ASSIGNED TASK: Every line from the one holding "locate snow pusher" through the final line of the entries is to be reproduced exactly, and no other line.
━━━━━━━━━━━━━━━━━━━━
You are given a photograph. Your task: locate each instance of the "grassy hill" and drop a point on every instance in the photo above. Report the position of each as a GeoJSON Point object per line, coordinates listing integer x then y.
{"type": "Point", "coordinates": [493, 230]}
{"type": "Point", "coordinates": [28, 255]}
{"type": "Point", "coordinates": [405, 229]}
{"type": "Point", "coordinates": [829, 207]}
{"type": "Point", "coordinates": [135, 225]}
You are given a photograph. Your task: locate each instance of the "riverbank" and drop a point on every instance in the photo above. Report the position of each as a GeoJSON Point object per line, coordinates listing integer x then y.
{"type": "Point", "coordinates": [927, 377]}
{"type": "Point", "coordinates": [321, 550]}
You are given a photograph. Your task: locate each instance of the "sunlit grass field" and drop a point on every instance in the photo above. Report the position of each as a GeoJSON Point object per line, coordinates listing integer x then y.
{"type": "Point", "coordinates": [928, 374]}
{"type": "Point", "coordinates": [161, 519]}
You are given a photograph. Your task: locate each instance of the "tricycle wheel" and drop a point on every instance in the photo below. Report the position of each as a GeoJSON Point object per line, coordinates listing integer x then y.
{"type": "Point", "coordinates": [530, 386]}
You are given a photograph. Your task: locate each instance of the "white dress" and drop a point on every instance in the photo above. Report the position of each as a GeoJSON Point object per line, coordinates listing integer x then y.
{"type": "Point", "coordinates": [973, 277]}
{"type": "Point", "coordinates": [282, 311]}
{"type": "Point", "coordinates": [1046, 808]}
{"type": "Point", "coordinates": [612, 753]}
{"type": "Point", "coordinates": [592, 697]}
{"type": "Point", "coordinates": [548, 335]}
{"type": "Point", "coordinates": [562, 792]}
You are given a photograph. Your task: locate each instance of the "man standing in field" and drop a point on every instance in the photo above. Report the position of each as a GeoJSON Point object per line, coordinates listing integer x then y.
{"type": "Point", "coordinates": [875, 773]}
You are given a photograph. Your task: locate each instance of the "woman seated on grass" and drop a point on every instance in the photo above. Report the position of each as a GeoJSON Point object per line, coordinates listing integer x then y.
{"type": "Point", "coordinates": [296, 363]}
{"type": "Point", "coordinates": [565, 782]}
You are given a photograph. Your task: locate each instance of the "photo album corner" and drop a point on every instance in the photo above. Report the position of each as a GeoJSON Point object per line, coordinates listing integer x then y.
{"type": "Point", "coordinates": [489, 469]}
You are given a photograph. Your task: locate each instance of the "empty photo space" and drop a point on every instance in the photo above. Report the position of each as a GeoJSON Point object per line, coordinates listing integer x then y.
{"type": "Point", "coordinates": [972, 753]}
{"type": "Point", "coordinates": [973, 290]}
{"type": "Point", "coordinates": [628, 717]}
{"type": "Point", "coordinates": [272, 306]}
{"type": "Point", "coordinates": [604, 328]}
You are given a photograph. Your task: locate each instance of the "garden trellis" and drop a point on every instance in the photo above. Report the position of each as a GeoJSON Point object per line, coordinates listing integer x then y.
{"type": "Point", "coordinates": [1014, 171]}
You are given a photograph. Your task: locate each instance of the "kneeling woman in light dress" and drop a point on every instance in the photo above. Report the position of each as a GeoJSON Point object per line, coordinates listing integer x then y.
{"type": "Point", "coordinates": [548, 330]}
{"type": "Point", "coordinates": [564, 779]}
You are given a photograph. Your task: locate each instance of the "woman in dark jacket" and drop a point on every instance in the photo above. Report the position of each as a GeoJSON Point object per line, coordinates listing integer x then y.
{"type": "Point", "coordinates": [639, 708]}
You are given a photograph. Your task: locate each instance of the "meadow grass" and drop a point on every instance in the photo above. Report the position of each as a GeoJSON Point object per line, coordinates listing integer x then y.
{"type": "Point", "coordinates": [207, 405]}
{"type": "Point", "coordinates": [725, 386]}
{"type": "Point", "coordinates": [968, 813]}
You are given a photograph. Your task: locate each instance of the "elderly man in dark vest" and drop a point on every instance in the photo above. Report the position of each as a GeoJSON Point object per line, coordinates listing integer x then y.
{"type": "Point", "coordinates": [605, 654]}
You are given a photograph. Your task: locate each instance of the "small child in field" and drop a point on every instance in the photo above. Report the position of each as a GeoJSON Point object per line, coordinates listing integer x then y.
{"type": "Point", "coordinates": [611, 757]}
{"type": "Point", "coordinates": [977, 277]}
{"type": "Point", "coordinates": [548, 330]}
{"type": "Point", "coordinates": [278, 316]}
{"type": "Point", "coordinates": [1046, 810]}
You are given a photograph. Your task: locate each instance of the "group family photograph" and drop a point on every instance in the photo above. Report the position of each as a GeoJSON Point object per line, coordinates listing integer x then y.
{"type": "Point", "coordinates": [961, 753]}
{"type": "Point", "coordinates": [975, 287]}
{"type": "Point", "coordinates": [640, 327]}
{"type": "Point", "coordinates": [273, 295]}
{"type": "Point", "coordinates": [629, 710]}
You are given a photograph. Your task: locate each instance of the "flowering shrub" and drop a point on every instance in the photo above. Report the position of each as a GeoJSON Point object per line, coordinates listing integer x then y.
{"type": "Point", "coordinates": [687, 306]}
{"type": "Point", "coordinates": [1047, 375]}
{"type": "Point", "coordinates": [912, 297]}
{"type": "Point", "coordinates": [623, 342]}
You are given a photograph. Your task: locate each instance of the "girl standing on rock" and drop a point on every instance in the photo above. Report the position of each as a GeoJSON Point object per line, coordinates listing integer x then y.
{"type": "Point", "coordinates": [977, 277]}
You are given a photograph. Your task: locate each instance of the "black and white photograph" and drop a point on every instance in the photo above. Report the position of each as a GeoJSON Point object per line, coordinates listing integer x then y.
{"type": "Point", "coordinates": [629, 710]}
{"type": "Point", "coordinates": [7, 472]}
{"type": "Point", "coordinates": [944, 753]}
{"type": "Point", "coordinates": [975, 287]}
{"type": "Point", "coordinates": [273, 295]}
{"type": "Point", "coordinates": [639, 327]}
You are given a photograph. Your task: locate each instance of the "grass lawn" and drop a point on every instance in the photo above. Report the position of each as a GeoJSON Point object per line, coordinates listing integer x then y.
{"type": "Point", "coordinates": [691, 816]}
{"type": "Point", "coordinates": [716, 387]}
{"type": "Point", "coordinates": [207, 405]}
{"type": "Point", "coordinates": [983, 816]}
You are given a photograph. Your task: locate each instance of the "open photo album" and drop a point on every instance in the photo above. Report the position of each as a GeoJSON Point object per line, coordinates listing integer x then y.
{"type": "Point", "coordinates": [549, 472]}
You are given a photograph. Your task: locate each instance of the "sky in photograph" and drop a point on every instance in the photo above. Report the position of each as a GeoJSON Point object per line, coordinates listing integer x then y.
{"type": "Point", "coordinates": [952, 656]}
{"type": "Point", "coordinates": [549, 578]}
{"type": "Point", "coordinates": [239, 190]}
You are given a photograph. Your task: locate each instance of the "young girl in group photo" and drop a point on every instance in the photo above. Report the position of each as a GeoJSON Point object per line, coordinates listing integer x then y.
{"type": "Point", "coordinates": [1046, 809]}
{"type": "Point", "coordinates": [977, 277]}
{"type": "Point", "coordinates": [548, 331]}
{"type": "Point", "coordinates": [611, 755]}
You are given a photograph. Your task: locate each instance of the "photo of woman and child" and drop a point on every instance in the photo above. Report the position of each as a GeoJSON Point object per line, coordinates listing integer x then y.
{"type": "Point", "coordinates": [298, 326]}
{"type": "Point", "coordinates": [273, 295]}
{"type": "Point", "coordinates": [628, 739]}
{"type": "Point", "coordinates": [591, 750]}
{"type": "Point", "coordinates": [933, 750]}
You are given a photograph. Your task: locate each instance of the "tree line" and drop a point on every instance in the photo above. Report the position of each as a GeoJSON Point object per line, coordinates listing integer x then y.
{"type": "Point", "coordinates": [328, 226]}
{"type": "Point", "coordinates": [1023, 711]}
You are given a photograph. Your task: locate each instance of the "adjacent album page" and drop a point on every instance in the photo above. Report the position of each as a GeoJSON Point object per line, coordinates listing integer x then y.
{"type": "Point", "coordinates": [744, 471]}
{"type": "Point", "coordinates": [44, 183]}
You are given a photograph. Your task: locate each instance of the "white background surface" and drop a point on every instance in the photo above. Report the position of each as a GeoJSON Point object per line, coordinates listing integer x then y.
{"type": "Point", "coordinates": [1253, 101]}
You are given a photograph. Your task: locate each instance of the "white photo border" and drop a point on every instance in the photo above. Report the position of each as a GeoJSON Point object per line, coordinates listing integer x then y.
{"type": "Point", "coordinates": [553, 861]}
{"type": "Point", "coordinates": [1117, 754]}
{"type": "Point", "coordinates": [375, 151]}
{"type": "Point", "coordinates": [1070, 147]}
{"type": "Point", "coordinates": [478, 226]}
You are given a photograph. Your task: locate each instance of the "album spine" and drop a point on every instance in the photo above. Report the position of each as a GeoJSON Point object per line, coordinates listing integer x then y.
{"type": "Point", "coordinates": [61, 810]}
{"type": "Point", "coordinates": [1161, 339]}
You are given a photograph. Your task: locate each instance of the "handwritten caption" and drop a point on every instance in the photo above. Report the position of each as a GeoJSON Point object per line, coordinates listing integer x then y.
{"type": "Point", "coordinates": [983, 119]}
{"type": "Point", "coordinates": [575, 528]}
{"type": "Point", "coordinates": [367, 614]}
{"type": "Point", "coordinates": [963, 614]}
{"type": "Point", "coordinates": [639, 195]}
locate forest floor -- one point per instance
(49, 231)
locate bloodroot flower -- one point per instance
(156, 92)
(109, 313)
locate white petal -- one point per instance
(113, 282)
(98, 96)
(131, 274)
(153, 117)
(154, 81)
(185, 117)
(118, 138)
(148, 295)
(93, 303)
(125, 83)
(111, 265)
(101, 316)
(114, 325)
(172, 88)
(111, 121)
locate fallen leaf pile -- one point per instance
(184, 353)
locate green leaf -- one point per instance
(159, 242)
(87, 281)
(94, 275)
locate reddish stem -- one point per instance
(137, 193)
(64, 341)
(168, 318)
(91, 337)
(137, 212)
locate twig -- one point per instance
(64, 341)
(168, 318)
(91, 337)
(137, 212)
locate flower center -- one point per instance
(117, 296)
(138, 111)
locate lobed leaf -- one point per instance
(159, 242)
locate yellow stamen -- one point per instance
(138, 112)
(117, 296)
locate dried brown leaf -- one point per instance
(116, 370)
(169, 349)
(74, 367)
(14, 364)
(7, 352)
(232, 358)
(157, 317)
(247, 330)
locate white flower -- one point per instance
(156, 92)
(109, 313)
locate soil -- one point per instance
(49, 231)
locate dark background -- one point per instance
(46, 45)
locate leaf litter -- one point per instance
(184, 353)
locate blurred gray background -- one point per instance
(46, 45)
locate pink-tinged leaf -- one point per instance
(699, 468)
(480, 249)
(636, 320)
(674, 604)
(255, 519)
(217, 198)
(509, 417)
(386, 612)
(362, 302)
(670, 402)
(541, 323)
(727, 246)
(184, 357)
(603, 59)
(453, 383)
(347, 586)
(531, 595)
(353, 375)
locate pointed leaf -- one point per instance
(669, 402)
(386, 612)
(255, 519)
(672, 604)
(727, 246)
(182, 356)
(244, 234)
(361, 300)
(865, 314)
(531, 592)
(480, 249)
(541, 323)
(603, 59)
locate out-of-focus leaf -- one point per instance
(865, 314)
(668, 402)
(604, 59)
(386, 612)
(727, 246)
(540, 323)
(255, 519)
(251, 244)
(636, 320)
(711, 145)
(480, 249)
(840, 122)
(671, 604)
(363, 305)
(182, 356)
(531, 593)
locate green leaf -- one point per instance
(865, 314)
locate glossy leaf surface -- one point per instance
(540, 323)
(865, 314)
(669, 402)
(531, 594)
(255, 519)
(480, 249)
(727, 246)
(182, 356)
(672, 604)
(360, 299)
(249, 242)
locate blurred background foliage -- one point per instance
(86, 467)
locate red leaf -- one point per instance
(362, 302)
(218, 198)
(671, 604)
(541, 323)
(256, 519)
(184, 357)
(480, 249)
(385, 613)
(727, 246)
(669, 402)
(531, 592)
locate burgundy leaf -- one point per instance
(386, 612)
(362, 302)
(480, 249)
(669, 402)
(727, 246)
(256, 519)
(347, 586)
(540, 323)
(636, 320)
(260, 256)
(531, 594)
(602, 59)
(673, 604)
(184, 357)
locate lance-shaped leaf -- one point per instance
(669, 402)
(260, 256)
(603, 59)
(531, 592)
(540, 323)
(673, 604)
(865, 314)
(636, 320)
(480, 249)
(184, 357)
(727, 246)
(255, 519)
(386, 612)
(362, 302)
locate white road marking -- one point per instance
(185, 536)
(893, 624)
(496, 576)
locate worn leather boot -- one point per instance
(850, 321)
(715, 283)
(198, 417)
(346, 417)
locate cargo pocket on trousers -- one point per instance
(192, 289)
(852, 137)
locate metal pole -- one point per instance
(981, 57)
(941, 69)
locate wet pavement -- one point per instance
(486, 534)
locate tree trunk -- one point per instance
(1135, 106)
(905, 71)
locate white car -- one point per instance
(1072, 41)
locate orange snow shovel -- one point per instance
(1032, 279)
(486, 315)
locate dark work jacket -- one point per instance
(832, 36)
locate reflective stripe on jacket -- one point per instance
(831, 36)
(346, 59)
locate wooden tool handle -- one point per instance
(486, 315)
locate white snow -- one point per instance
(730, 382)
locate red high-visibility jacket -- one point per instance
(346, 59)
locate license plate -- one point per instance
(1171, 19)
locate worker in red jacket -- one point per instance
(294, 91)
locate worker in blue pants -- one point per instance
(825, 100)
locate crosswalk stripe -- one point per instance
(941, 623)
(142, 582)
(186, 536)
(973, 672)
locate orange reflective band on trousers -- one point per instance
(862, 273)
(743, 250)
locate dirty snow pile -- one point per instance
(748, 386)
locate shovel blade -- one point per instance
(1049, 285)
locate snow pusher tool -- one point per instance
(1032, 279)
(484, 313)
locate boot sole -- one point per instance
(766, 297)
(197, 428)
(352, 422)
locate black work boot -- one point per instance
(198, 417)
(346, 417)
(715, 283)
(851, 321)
━━━━━━━━━━━━━━━━━━━━
TASK OUTPUT:
locate snow pusher tool -- one point per instance
(1032, 279)
(484, 313)
locate boot sole -- one point per instance
(766, 297)
(197, 428)
(352, 422)
locate black work boot -- one point per instance
(198, 417)
(346, 417)
(715, 283)
(851, 321)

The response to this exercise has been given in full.